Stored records
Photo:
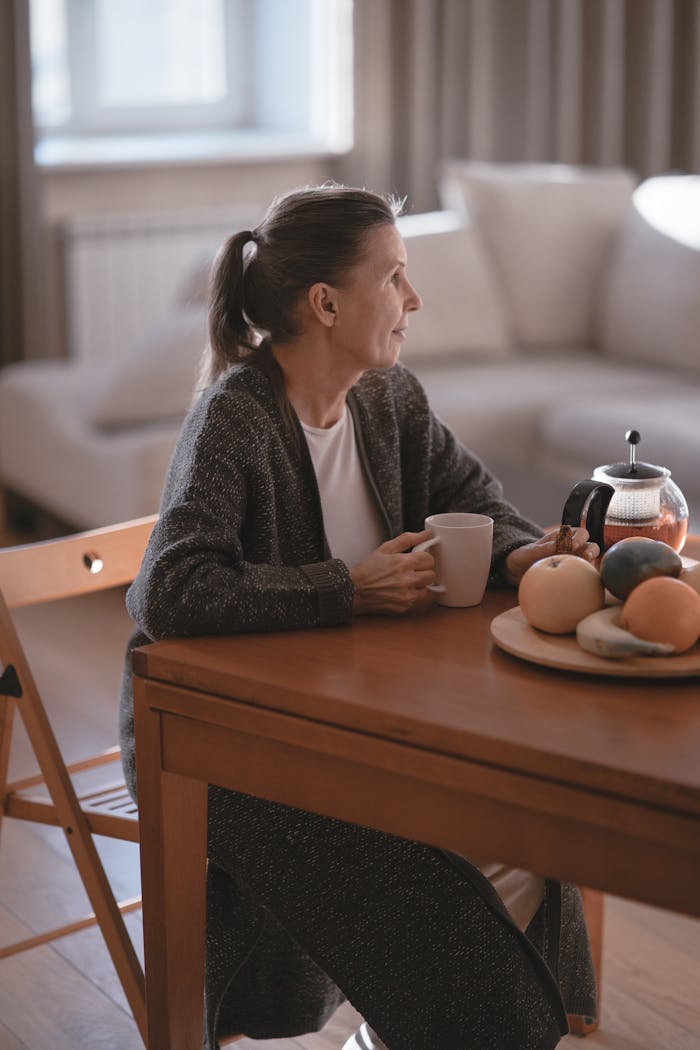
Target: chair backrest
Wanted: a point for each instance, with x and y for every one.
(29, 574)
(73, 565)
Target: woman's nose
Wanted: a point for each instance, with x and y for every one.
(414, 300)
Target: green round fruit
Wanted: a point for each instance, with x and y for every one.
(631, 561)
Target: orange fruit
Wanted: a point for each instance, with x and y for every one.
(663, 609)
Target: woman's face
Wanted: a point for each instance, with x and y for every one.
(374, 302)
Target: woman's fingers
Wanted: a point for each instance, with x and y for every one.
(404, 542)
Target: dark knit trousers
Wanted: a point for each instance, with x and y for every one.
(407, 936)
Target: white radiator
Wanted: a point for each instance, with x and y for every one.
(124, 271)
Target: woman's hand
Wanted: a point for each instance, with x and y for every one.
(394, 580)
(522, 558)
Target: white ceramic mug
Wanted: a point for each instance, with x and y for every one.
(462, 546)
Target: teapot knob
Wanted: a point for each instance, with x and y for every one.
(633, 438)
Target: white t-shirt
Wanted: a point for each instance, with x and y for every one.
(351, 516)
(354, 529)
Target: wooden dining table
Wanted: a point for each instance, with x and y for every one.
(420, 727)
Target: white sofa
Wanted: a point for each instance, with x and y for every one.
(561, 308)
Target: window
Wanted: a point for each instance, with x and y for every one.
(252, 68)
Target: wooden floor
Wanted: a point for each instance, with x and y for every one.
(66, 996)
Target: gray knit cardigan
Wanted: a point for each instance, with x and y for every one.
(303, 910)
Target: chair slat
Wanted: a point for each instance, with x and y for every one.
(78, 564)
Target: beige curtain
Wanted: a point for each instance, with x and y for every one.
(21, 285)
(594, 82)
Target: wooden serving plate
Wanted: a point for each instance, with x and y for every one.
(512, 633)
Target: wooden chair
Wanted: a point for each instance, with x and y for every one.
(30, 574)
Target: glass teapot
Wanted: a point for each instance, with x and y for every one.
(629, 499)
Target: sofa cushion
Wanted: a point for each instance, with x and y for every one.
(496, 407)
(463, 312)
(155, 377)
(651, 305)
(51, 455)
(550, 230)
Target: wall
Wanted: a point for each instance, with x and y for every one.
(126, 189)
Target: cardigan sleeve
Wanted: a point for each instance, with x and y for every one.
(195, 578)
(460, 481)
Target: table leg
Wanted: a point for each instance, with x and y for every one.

• [WHAT TO PRODUCE]: Each line above must be repeated exactly in the answer, with pictures omitted.

• [ANSWER TO THIS TASK]:
Photo:
Target: chair backrest
Wanted: a point for each instance, with x and y for every one.
(29, 574)
(73, 565)
Target: woman's nose
Wanted: a point for each instance, with x and y for every one.
(414, 300)
Target: green round fruit
Wanted: a point for each instance, with x and y for every one.
(631, 561)
Target: orange fruit
Wanted: a point for each instance, with x and y for every one.
(663, 609)
Target: woman's face
Wanted: a point for each instance, with x and y for every one.
(374, 302)
Target: woman's fingers
Wanted: a point for each instance, with x and y for every one.
(404, 542)
Target: dark knit trousers
Wanted: a point for each instance, with x and y for every one.
(407, 936)
Target: white radiator
Wanted: a point for each instance, with x and y for every one.
(124, 271)
Target: woman's hand
Wanted: a point for each instance, with x and y for every one.
(394, 580)
(522, 558)
Target: white ceramic mug
Wanted: a point for each instance, with x and y for every one.
(462, 546)
Target: teapot knob
Wanted: a point for each instance, with x and y for every one.
(633, 438)
Target: white t-shirt
Wanted: a point for each instance, with x and y for every one.
(351, 516)
(354, 529)
Target: wooden dining table
Wanted: a point for each instance, with x and y for every one.
(420, 727)
Target: white sofa
Wanted: a point for each instance, with x and y for every one.
(561, 308)
Target: window
Wanted: a point for each instance, with x and y for every one.
(252, 68)
Target: wooden floor
Wanted: a point for each instance, with x and y for every one.
(66, 996)
Target: gray knit cardigan
Wanted: a point for each instance, with x and y for every one.
(303, 910)
Target: chair slat
Wanted: a point for each instance, with x and y for every one.
(78, 564)
Target: beige curtain
Wanted: a point for each instance, with x and y for every one.
(21, 285)
(594, 82)
Target: wooden serving plate
Wanted: a point for each instance, with x and y for every one.
(512, 633)
Target: wooden chair
Wanted: a point for each instance, with x and y for every one.
(30, 574)
Target: glass teapot
Wanted: a point for each instance, with x and y for every one.
(629, 499)
Target: sofa cushion
Wanted: a point for each instance, with x and y for every one.
(496, 407)
(463, 312)
(155, 377)
(651, 305)
(51, 455)
(550, 230)
Target: wall
Wanted: a point for each instance, with x and y for every one.
(126, 189)
Target: cardigan sleeve
Wanted: a point for each instance, with x and y for every one.
(195, 578)
(460, 481)
Target: table leg
Wanted: a point for each instance, with x and y for every one.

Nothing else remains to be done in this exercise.